▶ **Tasks to perform**
- 1) Answer these questions using the summary of the abdominal organ segmentation study:
(a) What size were the CT image patches used as input?
(b) How many CT simulation scans were set aside for testing?
(c) Which method did U-Net auto-segmentation outperform across all abdominal organs?
- 2) Condense the section of the abdominal organ segmentation summary that begins "Main Methods:" into one short paragraph, keeping its main facts.
- 3) Carry on the summary of the abdominal organ segmentation study from its last line.

▶ **Selected extract**
= = =
Purpose of the Study:

  • To develop and evaluate a 3D U-Net based auto-segmentation framework for abdominal organs.
  • To compare the accuracy and efficiency of the proposed method against atlas-based segmentation and inter-observer variability.
  • To assess the clinical utility of automated organ segmentation in radiotherapy.

Main Methods:

  • Utilized a 3D-patch-based U-Net convolutional neural network with graph-cut post-processing.
  • Input: 3D CT image patches (64x64x64 voxels) for liver, stomach, duodenum, and kidneys.
  • Trained and tested on 120 CT simulation scans (80 training, 20 validation, 20 testing).

Main Results:

  • U-Net auto-segmentation outperformed atlas-based methods across all abdominal organs.
= = =
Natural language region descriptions
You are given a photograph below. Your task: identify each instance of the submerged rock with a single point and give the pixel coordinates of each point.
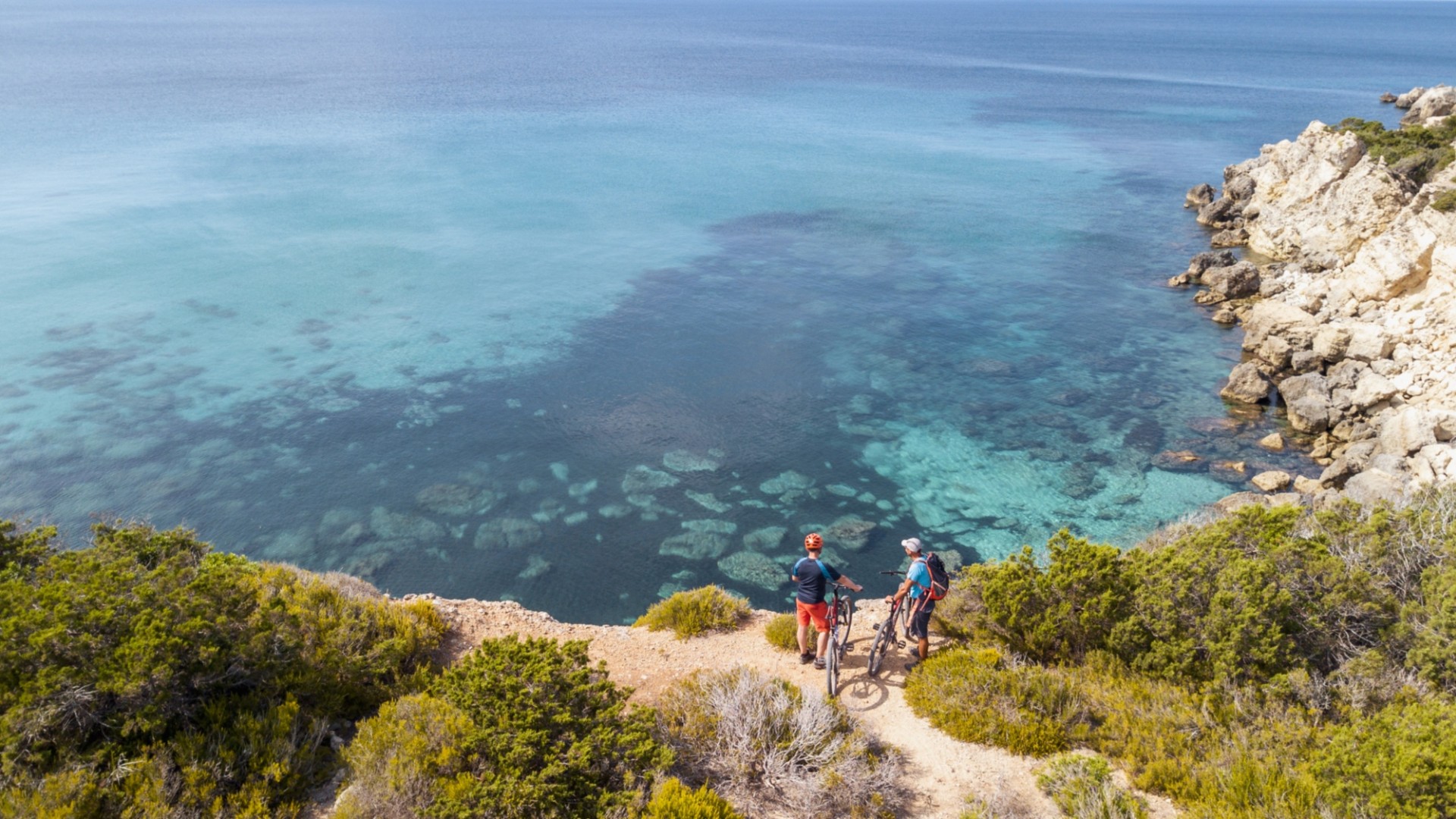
(764, 539)
(1180, 461)
(786, 482)
(685, 461)
(507, 532)
(644, 480)
(456, 500)
(708, 502)
(851, 532)
(695, 545)
(535, 567)
(1272, 482)
(394, 526)
(755, 569)
(1247, 385)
= = =
▶ **Task responses**
- 1)
(a) 64x64x64 voxels.
(b) 20.
(c) Atlas-based methods.

- 2) The study used a 3D-patch-based U-Net convolutional neural network with graph-cut post-processing. Its input was 3D CT image patches of 64x64x64 voxels covering the liver, stomach, duodenum, and kidneys. It was trained and tested on 120 CT simulation scans: 80 for training, 20 for validation, and 20 for testing.

- 3)
  • Achieved comparable accuracy to inter-observer segmentation, particularly for the liver and kidneys.
  • Reduced average segmentation time from 22.6 minutes (manual) to 7.1 minutes (automated).

Conclusions:

  • The 3D U-Net framework offers a clinically valuable solution for abdominal organ auto-segmentation.
  • Demonstrates significant improvements in both accuracy and time-efficiency for radiotherapy planning.
  • Potential to streamline radiotherapy workflows and enhance treatment precision.